Extract provided:
*-*-*

In one embodiment, the second diameter is at most 50% of the first diameter.

In one embodiment, the second diameter is in a range of 40% to 50% of the first diameter.

In one embodiment, the second diameter is in a range of 20% to 40% of the first diameter.

Additional aspects and/or advantages of the invention will be set forth in the description which follows.

BRIEF DESCRIPTION OF THE DRAWINGS

These and/or other aspects and advantages of the invention will be apparent from the following description of various embodiments, taken in conjunction with the accompanying drawings of which:

FIG. 1 is a perspective view of a final assembly of a two-piece metal aerosol container manufactured according to one embodiment of the present invention;

FIG. 2A is a top plan view of a beginning sheet metal form;

FIG. 2B is a perspective view of a generally tubular body form;

FIG. 3 is a front view of the partially formed container, after a concave metal base has been attached but prior to the necking process at the open top-end;

FIG. 4 is a front view of the final result of the sequential necking process, as applied to the container of FIG. 3;

FIG. 5A is a front view of the result of a single necking operation, which causes a first reduction in diameter of the top portion;

FIG. 5B is a front view of the result of three sequential necking operations, which cause a second and third reduction in diameter of the top portion, subsequent to the first reduction in diameter of FIG. 5A;

FIGS. 5C-5D are perspective views of two sequential necking dies, FIG. 5C showing a first necking die for reducing the diameter of the top portion and FIG. 5D showing a second necking die for further reducing the diameter of the top portion;

FIG. 6A is a front view of the completed two-piece aerosol container of FIG. 1, with a curled lip formed on the upper edge of the cylindrical neck portion;

FIG. 6B is an exploded cross sectional view of a curl formed at the open top end of the container;

FIG. 7 is a perspective view of one embodiment of the metal aerosol container with a dispensing valve assembly securely fastened to the open top end of the container;

FIG. 8A is a front view of a two-piece aerosol container of FIG. 1, wherein the bottom of the container has deformed outwardly during testing (under very high internal pressure) into a generally asymmetrical convex position;

FIG. 8B is a front view of the two-piece aerosol container of FIG. 8A, wherein the bottom of the container has burst adjacent the crimped seam;

FIG. 9 is a flowchart depicting a method of manufacture of one embodiment of the present invention, for forming a two-piece aerosol container;

FIG. 10 is a cutaway view of one embodiment of a double seam crimp for attaching the base component to the body component;

FIG. 11 is a front cutaway view of one embodiment of an aerosol dispensing valve assembly to be secured to the open top end of the container.

DETAILED DESCRIPTION

FIG. 1 is a perspective view of a final assembly of a two-piece metal aerosol container 20 manufactured according to one embodiment of the present invention. For purposes of clarity, FIG. 1 depicts the container without an attached aerosol valve and closure assembly. When referring to dimensions or directions, unless stated otherwise, all descriptions assume that the container is disposed in a vertically upright manner, wherein the longitudinal axis 50 runs from the base of the container to the top of the cylindrical container body, and the radial axis 51 is transverse to the longitudinal axis.

*-*-*

Records shown:
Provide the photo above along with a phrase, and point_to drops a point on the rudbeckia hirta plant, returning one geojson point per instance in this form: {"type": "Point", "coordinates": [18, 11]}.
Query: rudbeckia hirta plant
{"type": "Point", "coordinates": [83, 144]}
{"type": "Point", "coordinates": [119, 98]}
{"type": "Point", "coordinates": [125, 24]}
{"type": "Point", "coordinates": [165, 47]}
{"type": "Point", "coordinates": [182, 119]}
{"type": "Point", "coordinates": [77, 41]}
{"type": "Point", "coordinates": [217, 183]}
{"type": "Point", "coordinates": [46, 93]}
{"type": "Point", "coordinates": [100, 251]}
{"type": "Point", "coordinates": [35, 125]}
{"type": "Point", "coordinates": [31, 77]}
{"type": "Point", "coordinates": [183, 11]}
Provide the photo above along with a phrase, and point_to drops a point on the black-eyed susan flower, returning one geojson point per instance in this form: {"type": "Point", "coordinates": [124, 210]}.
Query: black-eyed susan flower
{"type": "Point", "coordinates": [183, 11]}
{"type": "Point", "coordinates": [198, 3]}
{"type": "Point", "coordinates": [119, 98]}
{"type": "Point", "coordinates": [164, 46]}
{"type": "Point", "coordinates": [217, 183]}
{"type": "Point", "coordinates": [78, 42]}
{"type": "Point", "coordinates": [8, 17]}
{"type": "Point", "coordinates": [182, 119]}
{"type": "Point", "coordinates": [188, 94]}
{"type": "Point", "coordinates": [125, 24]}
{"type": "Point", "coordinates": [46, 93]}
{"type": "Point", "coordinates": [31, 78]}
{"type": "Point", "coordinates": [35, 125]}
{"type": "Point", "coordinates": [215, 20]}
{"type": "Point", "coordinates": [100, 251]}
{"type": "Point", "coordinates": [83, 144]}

*-*-*

What you need to do:
Copy the aerosol container excerpt from "FIG. 8A is a" to "of the container.", inclusive, and swap "flowchart" for "flow diagram".

Output:
FIG. 8A is a front view of a two-piece aerosol container of FIG. 1, wherein the bottom of the container has deformed outwardly during testing (under very high internal pressure) into a generally asymmetrical convex position;

FIG. 8B is a front view of the two-piece aerosol container of FIG. 8A, wherein the bottom of the container has burst adjacent the crimped seam;

FIG. 9 is a flow diagram depicting a method of manufacture of one embodiment of the present invention, for forming a two-piece aerosol container;

FIG. 10 is a cutaway view of one embodiment of a double seam crimp for attaching the base component to the body component;

FIG. 11 is a front cutaway view of one embodiment of an aerosol dispensing valve assembly to be secured to the open top end of the container.